▸ **Given problem**
Convert the listing, starting at the line that contains "of the lighthouse?" and ending at the last line of the listing, into a Markdown table with the columns Row and Line, one numbered row per nonblank line and no other lines included.

▸ **Task inputs**
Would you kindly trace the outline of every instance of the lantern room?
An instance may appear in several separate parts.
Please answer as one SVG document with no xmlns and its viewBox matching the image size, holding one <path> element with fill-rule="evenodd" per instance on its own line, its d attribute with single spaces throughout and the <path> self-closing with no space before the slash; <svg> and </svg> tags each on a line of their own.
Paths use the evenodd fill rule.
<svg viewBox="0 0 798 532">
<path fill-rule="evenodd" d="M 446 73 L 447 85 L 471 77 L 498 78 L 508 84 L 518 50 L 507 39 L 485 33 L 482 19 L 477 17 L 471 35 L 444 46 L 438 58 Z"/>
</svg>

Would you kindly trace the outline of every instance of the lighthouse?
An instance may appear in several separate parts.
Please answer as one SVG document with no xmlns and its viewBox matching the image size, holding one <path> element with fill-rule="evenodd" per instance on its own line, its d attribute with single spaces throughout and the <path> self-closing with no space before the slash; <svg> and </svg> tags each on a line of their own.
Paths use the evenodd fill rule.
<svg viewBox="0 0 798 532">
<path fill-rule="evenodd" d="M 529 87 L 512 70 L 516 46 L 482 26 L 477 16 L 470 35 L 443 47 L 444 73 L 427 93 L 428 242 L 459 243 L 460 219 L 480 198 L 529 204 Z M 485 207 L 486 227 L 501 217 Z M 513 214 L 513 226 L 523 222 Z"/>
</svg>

▸ **Result below**
| Row | Line |
|---|---|
| 1 | Would you kindly trace the outline of every instance of the lighthouse? |
| 2 | An instance may appear in several separate parts. |
| 3 | Please answer as one SVG document with no xmlns and its viewBox matching the image size, holding one <path> element with fill-rule="evenodd" per instance on its own line, its d attribute with single spaces throughout and the <path> self-closing with no space before the slash; <svg> and </svg> tags each on a line of their own. |
| 4 | Paths use the evenodd fill rule. |
| 5 | <svg viewBox="0 0 798 532"> |
| 6 | <path fill-rule="evenodd" d="M 529 87 L 512 70 L 516 46 L 482 26 L 477 16 L 470 35 L 443 47 L 444 73 L 427 93 L 428 242 L 459 243 L 460 219 L 480 198 L 529 204 Z M 485 207 L 486 227 L 501 217 Z M 513 214 L 513 226 L 523 222 Z"/> |
| 7 | </svg> |